**YOUR OBJECTIVE**
Set down exactly the lines from the one containing "Target: highlight on balloon" through the end of the records below, both included, and nothing else.

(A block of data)

==========

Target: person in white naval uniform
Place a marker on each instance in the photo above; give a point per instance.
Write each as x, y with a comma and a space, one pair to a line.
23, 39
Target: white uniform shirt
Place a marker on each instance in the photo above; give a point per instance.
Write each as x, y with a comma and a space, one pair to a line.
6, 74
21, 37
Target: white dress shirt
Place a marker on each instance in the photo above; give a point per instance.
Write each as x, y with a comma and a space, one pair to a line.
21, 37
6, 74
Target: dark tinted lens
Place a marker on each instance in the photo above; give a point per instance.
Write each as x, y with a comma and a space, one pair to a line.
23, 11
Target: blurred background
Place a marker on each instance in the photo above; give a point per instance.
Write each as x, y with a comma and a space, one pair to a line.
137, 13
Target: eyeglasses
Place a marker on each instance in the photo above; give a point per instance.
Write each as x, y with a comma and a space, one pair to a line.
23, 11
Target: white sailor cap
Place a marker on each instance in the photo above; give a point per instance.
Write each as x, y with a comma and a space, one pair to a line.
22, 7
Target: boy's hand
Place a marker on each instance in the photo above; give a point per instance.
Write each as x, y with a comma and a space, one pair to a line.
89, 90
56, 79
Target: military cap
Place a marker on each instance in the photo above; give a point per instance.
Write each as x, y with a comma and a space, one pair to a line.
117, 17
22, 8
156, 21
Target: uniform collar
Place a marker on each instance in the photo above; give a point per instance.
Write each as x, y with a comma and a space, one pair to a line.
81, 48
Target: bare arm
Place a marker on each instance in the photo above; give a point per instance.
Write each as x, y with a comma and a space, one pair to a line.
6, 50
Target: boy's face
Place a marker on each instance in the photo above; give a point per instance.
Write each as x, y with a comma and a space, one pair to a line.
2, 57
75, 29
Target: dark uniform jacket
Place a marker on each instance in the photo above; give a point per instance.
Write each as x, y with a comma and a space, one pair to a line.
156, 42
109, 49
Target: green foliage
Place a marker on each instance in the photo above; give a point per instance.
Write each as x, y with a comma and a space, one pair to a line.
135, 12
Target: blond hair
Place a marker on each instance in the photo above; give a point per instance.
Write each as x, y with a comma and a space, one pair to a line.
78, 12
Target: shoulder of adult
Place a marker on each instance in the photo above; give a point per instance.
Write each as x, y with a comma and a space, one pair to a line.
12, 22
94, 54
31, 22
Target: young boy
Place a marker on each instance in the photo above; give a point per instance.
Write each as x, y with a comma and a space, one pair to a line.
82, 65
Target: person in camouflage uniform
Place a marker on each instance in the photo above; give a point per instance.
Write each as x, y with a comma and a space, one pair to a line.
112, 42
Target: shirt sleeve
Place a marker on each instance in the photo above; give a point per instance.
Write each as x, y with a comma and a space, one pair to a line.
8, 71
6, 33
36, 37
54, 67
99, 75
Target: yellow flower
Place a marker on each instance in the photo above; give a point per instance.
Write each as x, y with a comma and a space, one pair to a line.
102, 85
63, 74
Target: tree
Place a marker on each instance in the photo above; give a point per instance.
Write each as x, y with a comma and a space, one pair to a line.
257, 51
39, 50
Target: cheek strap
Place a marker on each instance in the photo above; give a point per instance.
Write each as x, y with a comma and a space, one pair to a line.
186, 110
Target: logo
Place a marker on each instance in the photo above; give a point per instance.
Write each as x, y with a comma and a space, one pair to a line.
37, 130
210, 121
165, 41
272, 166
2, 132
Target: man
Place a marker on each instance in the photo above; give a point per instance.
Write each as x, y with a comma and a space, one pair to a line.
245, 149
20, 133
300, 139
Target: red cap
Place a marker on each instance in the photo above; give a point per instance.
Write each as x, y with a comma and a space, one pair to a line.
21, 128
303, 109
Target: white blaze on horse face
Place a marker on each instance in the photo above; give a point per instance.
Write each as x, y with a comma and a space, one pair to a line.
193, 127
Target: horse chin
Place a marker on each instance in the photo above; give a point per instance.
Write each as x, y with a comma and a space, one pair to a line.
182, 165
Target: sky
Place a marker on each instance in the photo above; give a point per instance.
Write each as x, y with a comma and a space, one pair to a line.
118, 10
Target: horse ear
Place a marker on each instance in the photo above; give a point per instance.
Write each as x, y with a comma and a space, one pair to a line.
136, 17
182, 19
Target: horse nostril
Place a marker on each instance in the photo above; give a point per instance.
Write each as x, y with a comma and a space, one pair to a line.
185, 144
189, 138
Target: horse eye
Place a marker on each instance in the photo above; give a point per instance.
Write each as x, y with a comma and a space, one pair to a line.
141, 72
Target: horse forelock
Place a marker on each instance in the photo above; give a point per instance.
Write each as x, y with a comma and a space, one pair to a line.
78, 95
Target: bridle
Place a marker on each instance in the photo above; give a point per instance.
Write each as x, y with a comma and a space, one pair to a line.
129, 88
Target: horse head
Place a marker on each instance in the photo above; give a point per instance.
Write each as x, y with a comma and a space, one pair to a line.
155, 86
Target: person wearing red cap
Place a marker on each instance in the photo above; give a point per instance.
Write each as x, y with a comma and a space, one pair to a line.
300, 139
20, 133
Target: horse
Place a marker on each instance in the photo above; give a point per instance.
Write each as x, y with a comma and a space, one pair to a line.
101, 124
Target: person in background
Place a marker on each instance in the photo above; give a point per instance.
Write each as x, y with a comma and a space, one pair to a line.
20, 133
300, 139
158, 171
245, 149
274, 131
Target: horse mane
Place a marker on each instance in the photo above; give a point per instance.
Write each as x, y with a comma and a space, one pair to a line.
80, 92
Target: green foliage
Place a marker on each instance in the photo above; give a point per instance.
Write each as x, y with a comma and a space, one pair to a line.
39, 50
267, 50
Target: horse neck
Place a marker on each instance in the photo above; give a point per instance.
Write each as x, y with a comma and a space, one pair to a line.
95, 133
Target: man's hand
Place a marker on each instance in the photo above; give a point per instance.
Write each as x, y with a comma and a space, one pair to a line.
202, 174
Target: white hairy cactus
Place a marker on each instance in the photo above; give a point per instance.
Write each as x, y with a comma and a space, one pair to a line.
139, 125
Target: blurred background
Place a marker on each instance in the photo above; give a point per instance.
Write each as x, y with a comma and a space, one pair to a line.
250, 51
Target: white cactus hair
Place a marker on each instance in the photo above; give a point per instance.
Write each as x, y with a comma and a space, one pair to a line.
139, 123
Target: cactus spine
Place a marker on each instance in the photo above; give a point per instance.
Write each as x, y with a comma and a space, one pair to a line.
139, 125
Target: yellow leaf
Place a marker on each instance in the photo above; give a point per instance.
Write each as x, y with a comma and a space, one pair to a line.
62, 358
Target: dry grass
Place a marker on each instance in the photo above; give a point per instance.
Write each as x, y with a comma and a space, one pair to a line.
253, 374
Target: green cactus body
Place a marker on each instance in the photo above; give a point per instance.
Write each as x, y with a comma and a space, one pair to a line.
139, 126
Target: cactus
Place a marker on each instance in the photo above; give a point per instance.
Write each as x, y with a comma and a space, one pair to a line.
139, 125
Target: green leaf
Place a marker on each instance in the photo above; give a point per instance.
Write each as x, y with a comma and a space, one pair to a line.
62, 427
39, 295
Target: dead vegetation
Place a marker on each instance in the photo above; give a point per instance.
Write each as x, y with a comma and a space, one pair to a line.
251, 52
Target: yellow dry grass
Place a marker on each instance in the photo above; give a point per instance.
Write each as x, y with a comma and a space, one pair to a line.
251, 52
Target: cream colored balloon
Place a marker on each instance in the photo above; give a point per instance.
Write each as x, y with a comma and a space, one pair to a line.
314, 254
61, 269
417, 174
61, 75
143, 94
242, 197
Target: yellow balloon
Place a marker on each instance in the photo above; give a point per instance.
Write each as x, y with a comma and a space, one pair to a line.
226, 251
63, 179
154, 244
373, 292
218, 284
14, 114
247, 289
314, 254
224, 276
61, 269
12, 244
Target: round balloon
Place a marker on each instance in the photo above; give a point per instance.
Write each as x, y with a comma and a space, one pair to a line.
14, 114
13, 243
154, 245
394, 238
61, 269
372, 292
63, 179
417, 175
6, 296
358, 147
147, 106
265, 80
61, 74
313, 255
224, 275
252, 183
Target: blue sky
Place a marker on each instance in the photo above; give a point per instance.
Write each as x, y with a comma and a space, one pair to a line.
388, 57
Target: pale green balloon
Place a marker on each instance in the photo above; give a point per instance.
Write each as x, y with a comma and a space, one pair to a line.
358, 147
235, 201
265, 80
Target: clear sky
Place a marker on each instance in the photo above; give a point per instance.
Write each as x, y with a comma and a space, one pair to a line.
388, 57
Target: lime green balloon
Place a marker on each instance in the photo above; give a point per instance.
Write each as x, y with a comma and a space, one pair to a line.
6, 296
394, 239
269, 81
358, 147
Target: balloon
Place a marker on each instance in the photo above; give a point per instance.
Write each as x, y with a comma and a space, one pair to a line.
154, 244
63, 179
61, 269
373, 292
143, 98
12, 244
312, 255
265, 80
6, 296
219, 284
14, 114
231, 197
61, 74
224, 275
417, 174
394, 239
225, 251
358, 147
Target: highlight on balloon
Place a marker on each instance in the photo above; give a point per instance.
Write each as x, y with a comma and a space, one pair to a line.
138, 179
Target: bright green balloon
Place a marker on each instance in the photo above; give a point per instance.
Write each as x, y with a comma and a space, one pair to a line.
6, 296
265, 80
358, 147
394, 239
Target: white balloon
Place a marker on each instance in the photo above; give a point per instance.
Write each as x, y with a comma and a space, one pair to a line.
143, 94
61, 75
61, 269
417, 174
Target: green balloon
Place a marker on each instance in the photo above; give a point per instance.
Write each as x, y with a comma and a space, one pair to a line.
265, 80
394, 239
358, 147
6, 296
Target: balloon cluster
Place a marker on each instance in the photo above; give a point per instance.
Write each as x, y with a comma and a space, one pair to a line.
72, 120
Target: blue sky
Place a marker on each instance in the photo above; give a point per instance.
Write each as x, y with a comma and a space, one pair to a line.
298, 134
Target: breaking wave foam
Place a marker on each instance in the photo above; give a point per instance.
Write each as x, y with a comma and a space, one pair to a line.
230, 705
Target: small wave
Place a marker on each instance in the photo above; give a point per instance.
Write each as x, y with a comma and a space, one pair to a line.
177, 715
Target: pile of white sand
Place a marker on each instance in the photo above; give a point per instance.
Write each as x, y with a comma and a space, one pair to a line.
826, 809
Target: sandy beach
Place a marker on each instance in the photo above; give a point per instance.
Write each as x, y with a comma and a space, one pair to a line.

==========

**SOLUTION TO THE EXERCISE**
Target: highlight on balloon
Place a marker on each instance in the photo above; give a point per instance.
Write each as x, y with a comma and a space, one pair to a line.
138, 179
Target: bright green balloon
Place a marker on each instance in the photo above; give a point per instance.
Write each as x, y with a comma and a space, one pair to a line.
6, 296
265, 80
358, 147
394, 239
Target: white balloon
Place a marker on each instance in the photo above; give a point per instance.
Write each as x, y with a comma and a space, one pair to a line.
143, 94
61, 75
61, 269
417, 174
Target: green balloon
Place a marker on each instance in the photo above; give a point per instance.
Write each as x, y with a comma and a space, one pair to a line.
265, 80
394, 239
358, 147
6, 296
Target: balloon cluster
Place a marker on each instance in the photo above; give a point per instance.
Write each as x, y with a comma and a space, one pair to a line.
72, 120
Target: blue sky
Place a marker on each instance in the photo above; give a point per instance.
Write each as x, y with a comma and a space, one pair to a line.
298, 134
Target: breaking wave foam
Place a marker on each instance in the photo above; give a point per instance.
Write each as x, y with a comma and a space, one pair to a line.
230, 705
Target: small wave
Place a marker on each instance in the photo above; give a point per instance.
Write each as x, y with a comma and a space, one pair to a line.
177, 715
Target: pile of white sand
Place a marker on each instance in the photo above; give a point per instance.
Write each as x, y with a comma and a space, one pair to a line.
826, 809
Target: sandy beach
Place a marker on each instance in the photo above; give a point per instance.
Write each as x, y with a comma and a space, one pair to a line.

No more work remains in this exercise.